## Exercise brief
Please reproduce the entries verbatim, starting with the line that contains "Return the segmentation of every instance of the kitchen" and going on through the end of the entries, with both ends included. Leave the pictures out of your answer.

____

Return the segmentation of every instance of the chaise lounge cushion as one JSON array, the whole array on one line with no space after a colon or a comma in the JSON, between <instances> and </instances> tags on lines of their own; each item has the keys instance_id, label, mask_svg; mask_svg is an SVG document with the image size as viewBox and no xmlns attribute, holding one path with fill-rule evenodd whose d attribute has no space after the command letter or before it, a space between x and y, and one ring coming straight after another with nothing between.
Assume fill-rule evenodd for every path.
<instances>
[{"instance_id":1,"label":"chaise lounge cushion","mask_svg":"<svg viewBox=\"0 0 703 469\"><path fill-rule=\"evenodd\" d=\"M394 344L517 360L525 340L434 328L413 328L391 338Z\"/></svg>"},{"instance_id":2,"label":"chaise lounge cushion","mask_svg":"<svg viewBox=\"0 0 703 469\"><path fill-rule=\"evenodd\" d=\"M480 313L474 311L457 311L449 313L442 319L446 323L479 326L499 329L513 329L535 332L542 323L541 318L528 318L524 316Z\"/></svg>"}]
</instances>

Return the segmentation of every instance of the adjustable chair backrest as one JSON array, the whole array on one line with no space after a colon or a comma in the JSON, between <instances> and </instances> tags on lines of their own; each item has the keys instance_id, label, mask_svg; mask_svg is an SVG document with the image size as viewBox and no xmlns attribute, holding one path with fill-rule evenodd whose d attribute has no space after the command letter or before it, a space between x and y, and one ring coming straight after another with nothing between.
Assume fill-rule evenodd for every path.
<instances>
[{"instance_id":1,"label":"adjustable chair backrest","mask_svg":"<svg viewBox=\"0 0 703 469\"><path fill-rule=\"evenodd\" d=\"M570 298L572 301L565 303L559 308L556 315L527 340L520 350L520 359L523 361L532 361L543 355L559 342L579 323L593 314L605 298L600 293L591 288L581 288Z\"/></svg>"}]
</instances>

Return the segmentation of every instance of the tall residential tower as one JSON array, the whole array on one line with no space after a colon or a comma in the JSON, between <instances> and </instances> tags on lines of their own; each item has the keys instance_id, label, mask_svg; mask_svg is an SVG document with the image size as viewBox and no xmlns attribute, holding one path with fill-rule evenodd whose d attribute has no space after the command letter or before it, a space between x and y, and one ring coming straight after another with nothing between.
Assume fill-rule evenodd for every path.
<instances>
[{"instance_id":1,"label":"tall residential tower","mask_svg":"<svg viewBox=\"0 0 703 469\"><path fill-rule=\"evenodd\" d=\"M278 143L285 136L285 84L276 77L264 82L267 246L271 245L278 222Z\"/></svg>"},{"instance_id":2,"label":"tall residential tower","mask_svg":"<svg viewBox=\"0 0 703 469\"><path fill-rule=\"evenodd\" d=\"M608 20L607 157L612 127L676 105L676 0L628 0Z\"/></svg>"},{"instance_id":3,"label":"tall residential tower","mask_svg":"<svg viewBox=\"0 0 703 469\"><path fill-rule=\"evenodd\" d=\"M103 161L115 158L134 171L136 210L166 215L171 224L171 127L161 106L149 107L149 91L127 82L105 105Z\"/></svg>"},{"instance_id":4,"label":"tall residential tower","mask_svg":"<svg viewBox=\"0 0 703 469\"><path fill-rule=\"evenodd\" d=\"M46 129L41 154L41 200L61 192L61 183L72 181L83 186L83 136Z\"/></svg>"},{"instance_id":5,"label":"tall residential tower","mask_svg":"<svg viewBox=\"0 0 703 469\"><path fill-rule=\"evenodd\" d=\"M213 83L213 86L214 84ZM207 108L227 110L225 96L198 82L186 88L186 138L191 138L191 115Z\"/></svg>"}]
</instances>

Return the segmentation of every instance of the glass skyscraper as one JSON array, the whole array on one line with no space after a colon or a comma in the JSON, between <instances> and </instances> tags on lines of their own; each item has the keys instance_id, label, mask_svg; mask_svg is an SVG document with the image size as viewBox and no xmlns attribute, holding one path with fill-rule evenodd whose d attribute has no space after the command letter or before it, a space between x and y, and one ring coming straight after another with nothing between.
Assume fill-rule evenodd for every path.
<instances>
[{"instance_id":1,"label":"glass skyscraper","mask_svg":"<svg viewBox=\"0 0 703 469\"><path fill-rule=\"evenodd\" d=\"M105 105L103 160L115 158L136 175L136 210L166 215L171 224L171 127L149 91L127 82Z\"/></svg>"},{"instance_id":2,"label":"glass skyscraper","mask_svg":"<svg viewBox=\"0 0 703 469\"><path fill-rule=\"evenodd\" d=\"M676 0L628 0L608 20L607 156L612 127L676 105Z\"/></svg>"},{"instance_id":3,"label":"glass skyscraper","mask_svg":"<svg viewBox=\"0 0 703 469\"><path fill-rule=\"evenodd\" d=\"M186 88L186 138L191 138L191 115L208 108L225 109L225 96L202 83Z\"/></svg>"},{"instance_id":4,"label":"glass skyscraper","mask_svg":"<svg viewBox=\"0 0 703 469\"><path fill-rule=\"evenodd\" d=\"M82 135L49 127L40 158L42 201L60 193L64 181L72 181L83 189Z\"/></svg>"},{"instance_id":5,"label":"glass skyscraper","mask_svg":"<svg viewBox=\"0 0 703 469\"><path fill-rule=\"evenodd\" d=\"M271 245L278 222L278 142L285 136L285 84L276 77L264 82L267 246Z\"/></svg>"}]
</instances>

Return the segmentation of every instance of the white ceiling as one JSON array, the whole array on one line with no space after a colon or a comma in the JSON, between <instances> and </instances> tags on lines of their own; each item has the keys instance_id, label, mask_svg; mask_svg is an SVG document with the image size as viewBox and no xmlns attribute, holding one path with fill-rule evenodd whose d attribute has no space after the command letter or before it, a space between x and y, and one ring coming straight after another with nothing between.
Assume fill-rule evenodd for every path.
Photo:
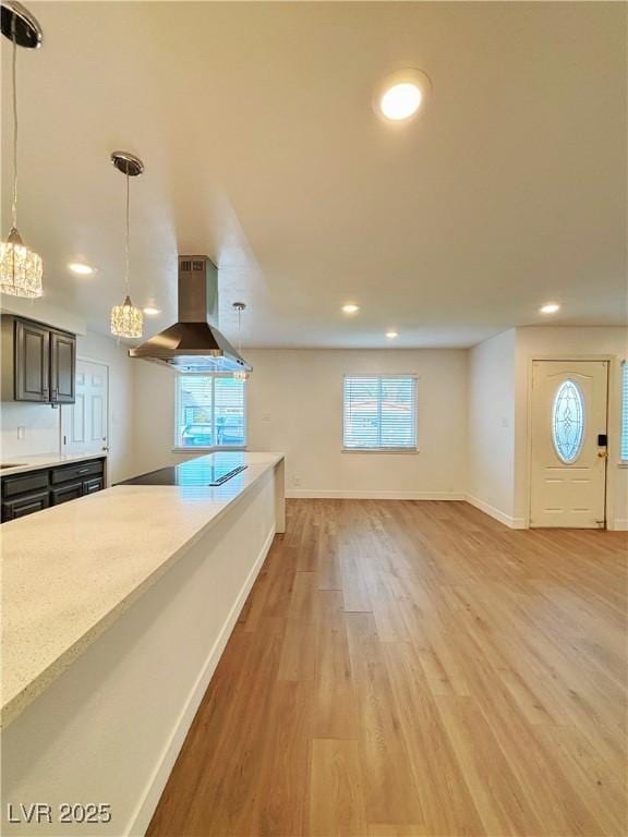
<instances>
[{"instance_id":1,"label":"white ceiling","mask_svg":"<svg viewBox=\"0 0 628 837\"><path fill-rule=\"evenodd\" d=\"M515 325L626 322L624 3L39 2L21 51L20 229L46 300L108 330L123 295L176 318L176 254L220 267L244 344L470 345ZM10 45L2 39L2 232ZM422 117L373 89L426 72ZM68 262L98 267L77 278ZM340 305L355 301L358 317ZM34 316L36 315L34 303Z\"/></svg>"}]
</instances>

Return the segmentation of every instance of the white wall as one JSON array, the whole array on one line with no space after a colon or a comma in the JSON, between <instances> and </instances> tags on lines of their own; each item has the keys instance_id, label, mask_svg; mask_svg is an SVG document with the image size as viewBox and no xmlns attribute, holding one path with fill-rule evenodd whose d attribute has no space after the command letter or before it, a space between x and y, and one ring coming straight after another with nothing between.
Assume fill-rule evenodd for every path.
<instances>
[{"instance_id":1,"label":"white wall","mask_svg":"<svg viewBox=\"0 0 628 837\"><path fill-rule=\"evenodd\" d=\"M292 496L462 496L467 461L467 352L463 350L291 350L244 352L249 448L286 453ZM342 452L342 376L419 376L419 452ZM147 471L172 453L172 373L135 366L135 464Z\"/></svg>"},{"instance_id":2,"label":"white wall","mask_svg":"<svg viewBox=\"0 0 628 837\"><path fill-rule=\"evenodd\" d=\"M469 351L468 499L515 520L515 329Z\"/></svg>"},{"instance_id":3,"label":"white wall","mask_svg":"<svg viewBox=\"0 0 628 837\"><path fill-rule=\"evenodd\" d=\"M0 403L0 444L2 459L59 452L59 408L50 404ZM24 428L24 437L17 430Z\"/></svg>"},{"instance_id":4,"label":"white wall","mask_svg":"<svg viewBox=\"0 0 628 837\"><path fill-rule=\"evenodd\" d=\"M515 514L528 513L528 393L530 362L533 357L611 355L609 381L609 481L612 514L615 526L628 529L628 469L619 464L620 430L620 362L628 357L628 328L621 327L528 327L517 329L516 392L517 415L515 434Z\"/></svg>"}]
</instances>

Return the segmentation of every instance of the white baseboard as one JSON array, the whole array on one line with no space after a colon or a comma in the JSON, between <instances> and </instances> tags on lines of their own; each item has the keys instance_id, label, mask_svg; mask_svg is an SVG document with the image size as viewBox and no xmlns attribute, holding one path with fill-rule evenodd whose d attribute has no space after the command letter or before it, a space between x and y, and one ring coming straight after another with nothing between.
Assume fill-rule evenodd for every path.
<instances>
[{"instance_id":1,"label":"white baseboard","mask_svg":"<svg viewBox=\"0 0 628 837\"><path fill-rule=\"evenodd\" d=\"M523 518L511 518L500 509L496 509L495 506L491 506L491 504L481 500L479 497L473 497L472 494L468 494L464 499L467 502L471 504L471 506L474 506L485 514L495 518L495 520L498 520L499 523L504 523L504 525L509 529L527 529Z\"/></svg>"},{"instance_id":2,"label":"white baseboard","mask_svg":"<svg viewBox=\"0 0 628 837\"><path fill-rule=\"evenodd\" d=\"M207 691L207 687L209 686L209 681L212 680L214 671L216 670L216 666L222 656L222 652L225 651L225 646L227 645L229 636L231 635L231 631L233 630L238 617L240 616L240 611L246 602L246 596L251 592L251 587L253 586L262 565L268 555L268 550L270 549L274 537L275 529L273 529L266 536L264 545L259 550L259 555L255 559L255 563L251 568L251 572L246 577L246 580L242 585L240 593L238 594L238 598L233 603L233 607L229 611L229 615L225 620L225 624L222 626L216 642L207 655L207 659L201 669L201 674L196 678L196 682L188 695L188 700L185 701L185 704L183 705L183 708L177 718L177 723L174 724L172 732L170 733L170 738L168 739L168 742L155 766L153 775L148 780L144 796L142 797L135 810L135 814L131 817L130 827L125 832L128 835L137 835L138 837L140 835L144 835L148 828L150 818L155 813L155 809L157 808L159 798L164 791L164 788L166 787L170 772L174 766L179 751L183 745L188 730L192 725L194 715L196 714L201 701L203 700L203 695Z\"/></svg>"},{"instance_id":3,"label":"white baseboard","mask_svg":"<svg viewBox=\"0 0 628 837\"><path fill-rule=\"evenodd\" d=\"M463 500L457 492L377 492L374 489L336 488L288 488L286 497L291 499L318 500Z\"/></svg>"}]
</instances>

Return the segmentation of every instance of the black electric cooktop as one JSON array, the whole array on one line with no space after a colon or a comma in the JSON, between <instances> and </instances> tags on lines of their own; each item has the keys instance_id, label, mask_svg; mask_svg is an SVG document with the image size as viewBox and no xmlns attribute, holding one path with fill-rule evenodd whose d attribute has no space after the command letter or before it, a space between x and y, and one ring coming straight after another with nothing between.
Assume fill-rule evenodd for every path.
<instances>
[{"instance_id":1,"label":"black electric cooktop","mask_svg":"<svg viewBox=\"0 0 628 837\"><path fill-rule=\"evenodd\" d=\"M222 485L227 480L231 480L232 476L244 471L245 468L241 457L224 459L221 462L212 462L212 460L202 457L182 462L180 465L160 468L157 471L134 476L132 480L124 480L118 485L215 486Z\"/></svg>"}]
</instances>

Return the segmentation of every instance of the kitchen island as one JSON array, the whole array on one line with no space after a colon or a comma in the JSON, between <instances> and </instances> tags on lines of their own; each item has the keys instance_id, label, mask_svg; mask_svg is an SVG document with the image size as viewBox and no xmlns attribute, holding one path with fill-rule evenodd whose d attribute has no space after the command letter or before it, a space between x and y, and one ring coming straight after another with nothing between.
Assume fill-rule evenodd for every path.
<instances>
[{"instance_id":1,"label":"kitchen island","mask_svg":"<svg viewBox=\"0 0 628 837\"><path fill-rule=\"evenodd\" d=\"M3 834L67 834L63 802L109 805L72 833L144 833L285 527L282 454L239 456L217 487L119 485L2 525ZM23 822L34 802L51 824Z\"/></svg>"}]
</instances>

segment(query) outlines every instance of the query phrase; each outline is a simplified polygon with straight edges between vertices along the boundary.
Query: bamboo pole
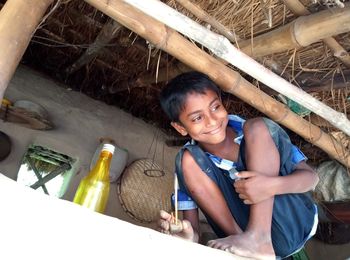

____

## The output
Return the segmentation of every instance of the kitchen island as one JSON array, the whole array on one line with no space after a colon or a comma in the JSON, between <instances> and </instances> tags on lines of their own; each item has the keys instance_id, label, mask_svg; mask_svg is an SVG document with the image size as viewBox and no xmlns attribute, holding one path with fill-rule evenodd whose d attribute has no space after the command letter or before it, a space between x and y, and one ring coming straight after another with nothing between.
Assume fill-rule evenodd for every path.
<instances>
[{"instance_id":1,"label":"kitchen island","mask_svg":"<svg viewBox=\"0 0 628 837\"><path fill-rule=\"evenodd\" d=\"M3 834L67 834L63 802L109 805L72 833L144 833L285 527L282 454L239 456L217 487L119 485L2 525ZM23 822L34 802L51 824Z\"/></svg>"}]
</instances>

segment(query) outlines every instance of the query phrase; each outline is a simplified polygon with straight edges between vertices along the boundary.
Query: bamboo pole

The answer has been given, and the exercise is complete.